Set exercise
Count the lines in the data below that contain the string "mantel". Reply with the number alone.

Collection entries
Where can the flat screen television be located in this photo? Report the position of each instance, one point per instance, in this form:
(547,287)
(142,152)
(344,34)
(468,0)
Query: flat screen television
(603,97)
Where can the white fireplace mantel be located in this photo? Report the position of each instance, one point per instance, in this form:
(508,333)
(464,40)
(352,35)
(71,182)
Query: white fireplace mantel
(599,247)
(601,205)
---
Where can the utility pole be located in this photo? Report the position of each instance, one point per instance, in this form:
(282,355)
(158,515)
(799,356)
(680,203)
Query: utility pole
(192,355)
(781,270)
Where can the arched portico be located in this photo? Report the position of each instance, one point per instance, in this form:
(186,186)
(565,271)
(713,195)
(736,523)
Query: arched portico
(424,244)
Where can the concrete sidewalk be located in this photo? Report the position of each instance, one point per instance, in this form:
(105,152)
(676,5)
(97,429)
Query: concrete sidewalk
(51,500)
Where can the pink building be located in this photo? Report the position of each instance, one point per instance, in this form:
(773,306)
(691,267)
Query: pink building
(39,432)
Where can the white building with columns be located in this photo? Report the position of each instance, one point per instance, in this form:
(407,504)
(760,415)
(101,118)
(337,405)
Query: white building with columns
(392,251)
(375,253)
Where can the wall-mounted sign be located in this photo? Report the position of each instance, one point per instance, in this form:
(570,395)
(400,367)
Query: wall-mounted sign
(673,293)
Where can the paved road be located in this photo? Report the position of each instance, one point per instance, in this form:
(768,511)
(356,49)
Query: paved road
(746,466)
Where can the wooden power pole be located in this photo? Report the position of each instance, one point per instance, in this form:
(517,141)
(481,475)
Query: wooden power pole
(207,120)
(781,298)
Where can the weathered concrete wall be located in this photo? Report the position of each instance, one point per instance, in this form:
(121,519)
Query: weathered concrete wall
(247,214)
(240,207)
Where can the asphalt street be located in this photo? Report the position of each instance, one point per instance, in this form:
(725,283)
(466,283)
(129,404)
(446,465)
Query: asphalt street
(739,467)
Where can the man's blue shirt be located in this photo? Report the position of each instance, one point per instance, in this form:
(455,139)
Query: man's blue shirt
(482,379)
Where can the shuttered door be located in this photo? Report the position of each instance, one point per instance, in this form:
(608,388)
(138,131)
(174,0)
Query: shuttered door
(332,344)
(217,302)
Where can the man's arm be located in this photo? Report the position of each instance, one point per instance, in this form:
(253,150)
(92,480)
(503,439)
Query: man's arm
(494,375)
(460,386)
* * *
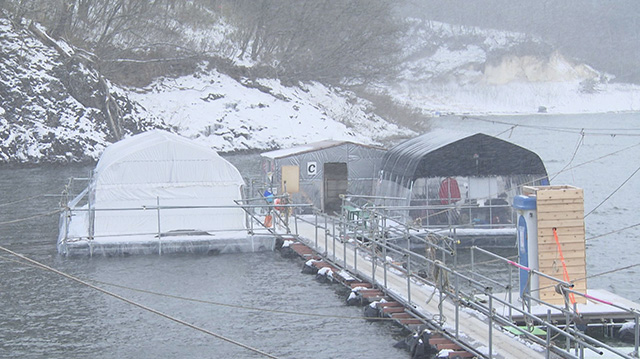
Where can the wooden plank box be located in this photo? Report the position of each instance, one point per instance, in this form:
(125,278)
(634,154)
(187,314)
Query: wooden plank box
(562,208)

Response to this exercise
2